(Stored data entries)
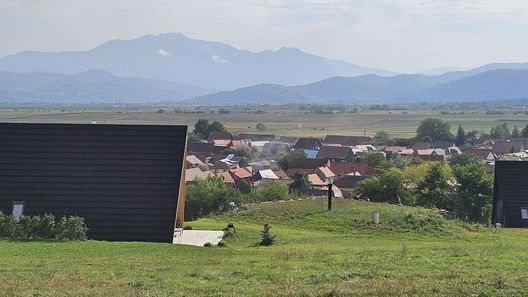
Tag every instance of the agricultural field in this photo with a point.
(279, 122)
(412, 251)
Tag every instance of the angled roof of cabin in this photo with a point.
(123, 179)
(510, 193)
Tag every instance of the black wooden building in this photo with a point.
(125, 180)
(510, 198)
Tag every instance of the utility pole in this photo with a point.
(330, 192)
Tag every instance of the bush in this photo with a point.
(274, 191)
(208, 196)
(267, 238)
(71, 228)
(43, 227)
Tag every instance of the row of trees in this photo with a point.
(463, 187)
(503, 132)
(433, 129)
(211, 195)
(203, 127)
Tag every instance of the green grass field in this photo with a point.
(412, 252)
(279, 122)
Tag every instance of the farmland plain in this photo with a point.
(278, 121)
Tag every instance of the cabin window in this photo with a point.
(18, 209)
(524, 213)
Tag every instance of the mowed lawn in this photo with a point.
(279, 122)
(412, 252)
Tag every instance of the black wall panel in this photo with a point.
(510, 193)
(123, 179)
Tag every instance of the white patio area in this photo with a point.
(198, 237)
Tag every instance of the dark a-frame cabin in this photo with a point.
(510, 198)
(127, 181)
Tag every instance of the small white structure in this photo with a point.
(198, 237)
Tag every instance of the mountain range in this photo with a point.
(175, 57)
(171, 67)
(499, 84)
(92, 86)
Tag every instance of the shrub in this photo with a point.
(274, 191)
(71, 228)
(29, 227)
(229, 233)
(207, 196)
(43, 227)
(267, 238)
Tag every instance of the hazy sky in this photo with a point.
(400, 35)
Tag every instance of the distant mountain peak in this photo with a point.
(176, 57)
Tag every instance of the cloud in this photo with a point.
(163, 53)
(217, 59)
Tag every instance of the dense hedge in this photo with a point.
(43, 227)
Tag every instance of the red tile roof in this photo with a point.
(335, 152)
(342, 169)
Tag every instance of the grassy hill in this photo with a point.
(412, 252)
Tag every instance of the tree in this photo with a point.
(436, 188)
(471, 137)
(474, 193)
(461, 136)
(388, 187)
(300, 181)
(207, 196)
(244, 186)
(200, 128)
(377, 160)
(501, 131)
(284, 159)
(273, 190)
(434, 128)
(515, 132)
(260, 127)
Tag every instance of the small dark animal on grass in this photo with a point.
(267, 238)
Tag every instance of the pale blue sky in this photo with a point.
(399, 35)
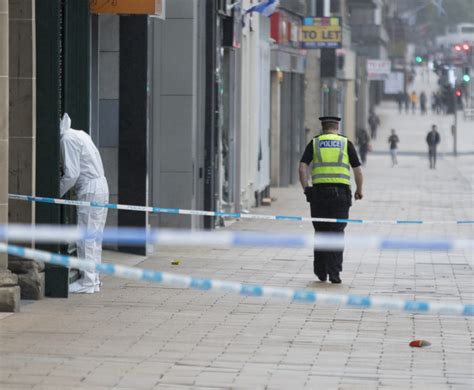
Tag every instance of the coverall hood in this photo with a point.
(65, 124)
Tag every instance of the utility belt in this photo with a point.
(328, 191)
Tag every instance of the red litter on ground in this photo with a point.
(419, 343)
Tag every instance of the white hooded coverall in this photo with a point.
(83, 170)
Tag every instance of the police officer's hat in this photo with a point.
(327, 119)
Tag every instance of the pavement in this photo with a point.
(136, 335)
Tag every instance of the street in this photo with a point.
(144, 336)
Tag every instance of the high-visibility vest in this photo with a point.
(330, 160)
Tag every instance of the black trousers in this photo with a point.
(329, 202)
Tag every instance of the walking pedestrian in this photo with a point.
(331, 156)
(423, 103)
(82, 169)
(414, 101)
(393, 141)
(374, 122)
(363, 140)
(432, 139)
(400, 100)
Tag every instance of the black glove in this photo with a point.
(308, 192)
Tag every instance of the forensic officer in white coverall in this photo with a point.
(83, 170)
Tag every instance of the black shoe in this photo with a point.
(335, 279)
(322, 278)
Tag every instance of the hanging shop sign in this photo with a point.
(128, 7)
(321, 33)
(378, 69)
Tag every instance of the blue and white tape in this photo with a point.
(137, 236)
(205, 284)
(163, 210)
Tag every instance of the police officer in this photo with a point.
(331, 156)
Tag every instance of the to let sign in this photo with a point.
(128, 7)
(378, 69)
(319, 33)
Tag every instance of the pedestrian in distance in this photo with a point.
(432, 139)
(400, 101)
(393, 142)
(414, 101)
(374, 122)
(423, 103)
(331, 156)
(82, 170)
(363, 140)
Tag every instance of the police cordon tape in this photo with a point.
(140, 236)
(163, 210)
(205, 284)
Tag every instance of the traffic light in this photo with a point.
(466, 75)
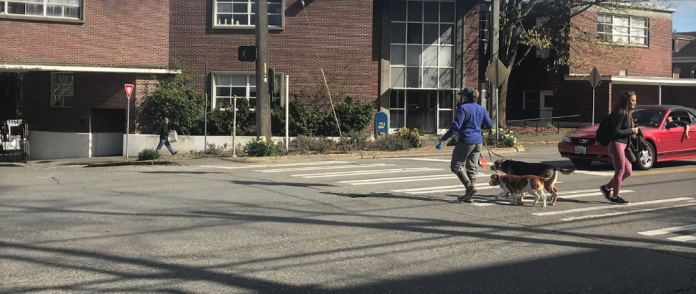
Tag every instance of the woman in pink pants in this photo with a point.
(622, 129)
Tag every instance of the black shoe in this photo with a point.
(606, 192)
(618, 200)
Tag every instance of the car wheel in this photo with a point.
(581, 162)
(646, 159)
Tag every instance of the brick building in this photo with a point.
(536, 93)
(407, 57)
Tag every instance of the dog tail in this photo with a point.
(565, 171)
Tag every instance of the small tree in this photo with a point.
(173, 98)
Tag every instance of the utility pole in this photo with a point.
(263, 97)
(495, 38)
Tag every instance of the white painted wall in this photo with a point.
(107, 144)
(136, 143)
(55, 145)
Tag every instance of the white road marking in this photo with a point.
(604, 174)
(279, 170)
(668, 230)
(399, 180)
(366, 172)
(624, 212)
(684, 238)
(275, 165)
(613, 206)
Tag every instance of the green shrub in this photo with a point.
(390, 143)
(411, 136)
(453, 140)
(148, 154)
(257, 148)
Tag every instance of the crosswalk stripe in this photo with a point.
(366, 172)
(624, 212)
(668, 230)
(612, 206)
(562, 195)
(399, 180)
(684, 238)
(275, 165)
(322, 167)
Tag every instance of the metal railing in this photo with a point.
(538, 119)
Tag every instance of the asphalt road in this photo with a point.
(344, 226)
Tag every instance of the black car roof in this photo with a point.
(669, 107)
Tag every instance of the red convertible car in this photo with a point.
(582, 148)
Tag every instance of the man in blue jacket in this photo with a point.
(467, 124)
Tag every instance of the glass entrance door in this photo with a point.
(421, 110)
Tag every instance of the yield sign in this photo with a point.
(129, 90)
(594, 77)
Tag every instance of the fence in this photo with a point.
(553, 119)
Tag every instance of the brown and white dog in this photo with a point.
(514, 185)
(520, 168)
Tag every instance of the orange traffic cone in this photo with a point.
(482, 163)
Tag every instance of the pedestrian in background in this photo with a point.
(622, 129)
(467, 124)
(164, 137)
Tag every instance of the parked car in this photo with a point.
(666, 144)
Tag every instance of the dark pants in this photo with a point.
(165, 142)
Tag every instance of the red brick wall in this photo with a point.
(655, 60)
(117, 33)
(343, 36)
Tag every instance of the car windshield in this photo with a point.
(647, 117)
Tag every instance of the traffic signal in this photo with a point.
(246, 53)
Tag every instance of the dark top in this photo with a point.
(467, 123)
(621, 130)
(676, 123)
(164, 133)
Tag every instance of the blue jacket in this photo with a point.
(467, 123)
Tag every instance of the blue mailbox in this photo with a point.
(381, 124)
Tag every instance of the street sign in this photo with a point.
(501, 76)
(594, 78)
(129, 90)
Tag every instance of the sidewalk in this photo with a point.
(428, 150)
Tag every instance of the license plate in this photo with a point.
(580, 150)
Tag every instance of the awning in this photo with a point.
(634, 80)
(5, 67)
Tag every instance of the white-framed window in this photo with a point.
(48, 9)
(397, 109)
(623, 29)
(542, 53)
(241, 14)
(422, 44)
(242, 85)
(62, 89)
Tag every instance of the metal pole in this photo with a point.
(593, 98)
(127, 126)
(234, 129)
(287, 112)
(205, 120)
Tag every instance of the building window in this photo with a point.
(542, 53)
(227, 86)
(422, 44)
(241, 14)
(62, 89)
(622, 29)
(58, 9)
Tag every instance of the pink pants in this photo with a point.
(622, 168)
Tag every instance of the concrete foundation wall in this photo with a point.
(55, 145)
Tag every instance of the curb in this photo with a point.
(363, 155)
(125, 163)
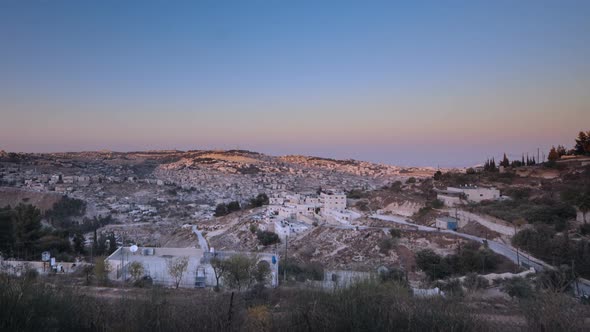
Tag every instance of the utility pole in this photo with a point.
(574, 277)
(285, 264)
(517, 258)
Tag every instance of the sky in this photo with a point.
(416, 83)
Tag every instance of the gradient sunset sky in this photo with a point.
(446, 83)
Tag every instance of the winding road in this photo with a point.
(497, 247)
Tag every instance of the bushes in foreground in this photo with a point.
(27, 305)
(366, 307)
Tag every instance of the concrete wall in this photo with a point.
(491, 223)
(449, 200)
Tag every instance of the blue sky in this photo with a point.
(414, 83)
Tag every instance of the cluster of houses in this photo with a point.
(289, 214)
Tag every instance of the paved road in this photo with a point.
(499, 248)
(202, 242)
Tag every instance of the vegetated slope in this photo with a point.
(13, 197)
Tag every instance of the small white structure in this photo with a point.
(447, 223)
(285, 228)
(455, 195)
(334, 200)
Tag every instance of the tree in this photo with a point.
(239, 271)
(561, 151)
(553, 154)
(582, 143)
(177, 267)
(258, 201)
(395, 233)
(101, 270)
(583, 203)
(505, 162)
(518, 287)
(261, 272)
(136, 270)
(79, 242)
(233, 206)
(438, 175)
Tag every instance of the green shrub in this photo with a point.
(518, 287)
(267, 238)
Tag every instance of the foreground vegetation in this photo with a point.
(27, 304)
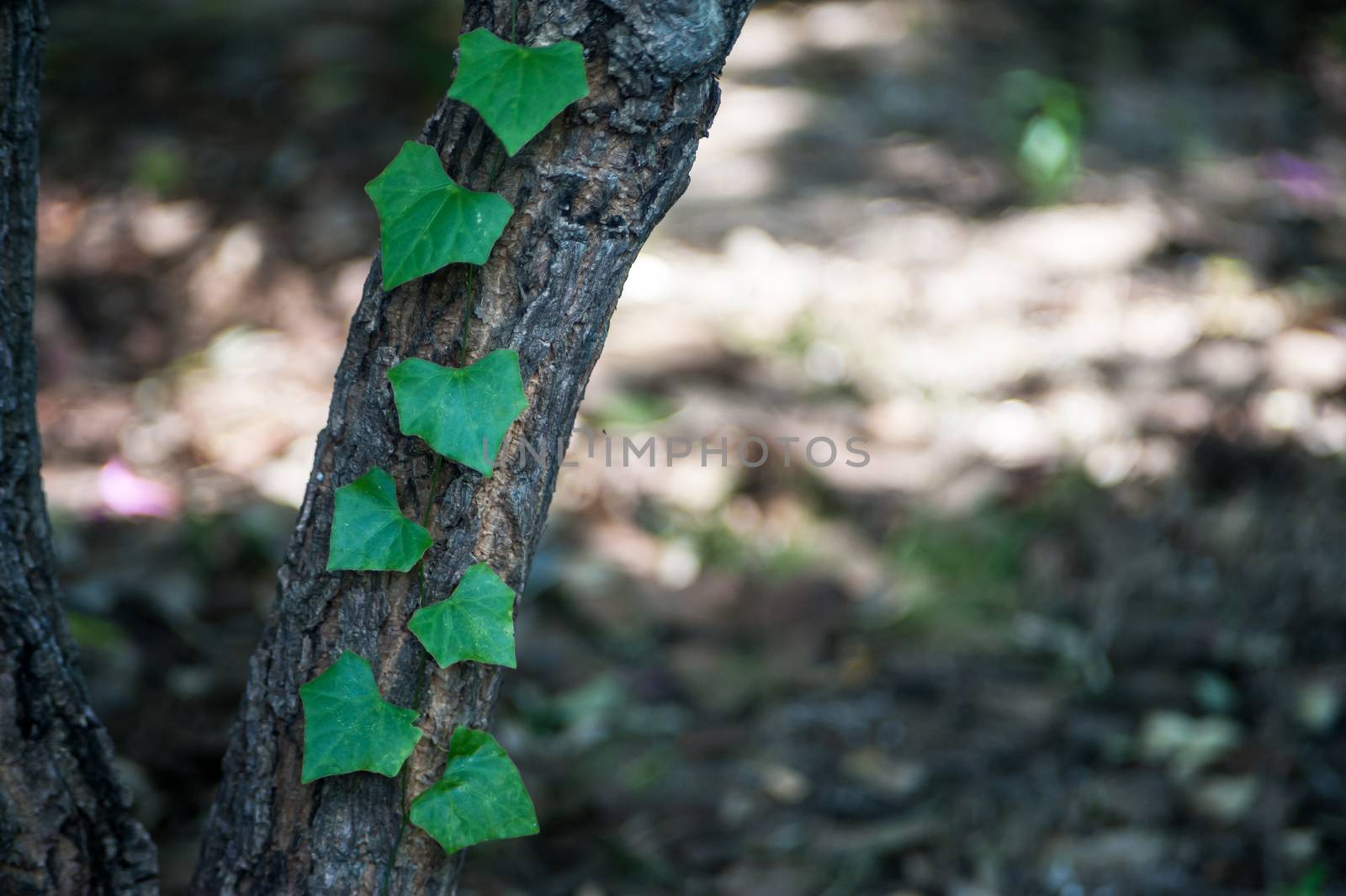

• _Problem details_
Copy nothing but the lines from the line holding "Tag every instance of the street sign" through the last line of the entries, exactly, while leaving out the pictures.

• _Your solution_
Tag every instance of the street sign in this photo with a point.
(501, 76)
(594, 78)
(129, 90)
Tag every instance of the sidewalk in this photo with a point.
(428, 150)
Tag every instance of the license plate in this photo with a point.
(580, 150)
Tag every instance of the awning in this photo with a point.
(634, 80)
(5, 67)
Tag every instance of the white-framed window in this photo with a point.
(48, 9)
(397, 109)
(623, 29)
(542, 53)
(241, 14)
(422, 44)
(242, 85)
(62, 89)
Tag every instance of the metal pole in this photo with a point.
(593, 98)
(127, 126)
(234, 129)
(287, 112)
(205, 120)
Tag every instance of the building window in this photo with a point.
(542, 53)
(227, 86)
(422, 44)
(241, 14)
(62, 89)
(622, 29)
(58, 9)
Tag every instance of the pink pants in this photo with a point.
(622, 168)
Tag every instance of the concrete foundation wall in this photo with a point.
(55, 145)
Tag every instance of the curb in this photo with a point.
(363, 155)
(125, 163)
Tag every instance of the utility pole in this photo with a point.
(574, 277)
(285, 264)
(517, 258)
Tag every instance of the sky in this photo with a point.
(416, 83)
Tag every instance of the gradient sunset sky in this photo with a point.
(446, 83)
Tag every instance of the winding road in this photo with a point.
(497, 247)
Tag every instance of the bushes in foreground in this photo with a point.
(27, 305)
(366, 307)
Tag every instance of the concrete wall in this photo with a point.
(491, 223)
(449, 200)
Tag every instance of the blue sky in this photo with a point.
(414, 83)
Tag every instance of the cluster of houses in this photo with a point.
(289, 214)
Tag every instance of the paved road in this photo with a point.
(499, 248)
(202, 242)
Tag every instance of the vegetated slope in this photo with a point.
(13, 197)
Tag every instance of the small white structure in this photo with a point.
(447, 223)
(285, 228)
(455, 195)
(334, 200)
Tag every instance of the tree in this photo with a point.
(239, 271)
(561, 151)
(553, 154)
(582, 143)
(177, 267)
(258, 201)
(395, 233)
(101, 270)
(583, 203)
(505, 162)
(518, 287)
(261, 272)
(136, 270)
(79, 242)
(233, 206)
(438, 175)
Tag every instance of the green shrub in this photo with a point.
(518, 287)
(267, 238)
Tag every instance of the foreground vegetation in this photo with a point.
(27, 304)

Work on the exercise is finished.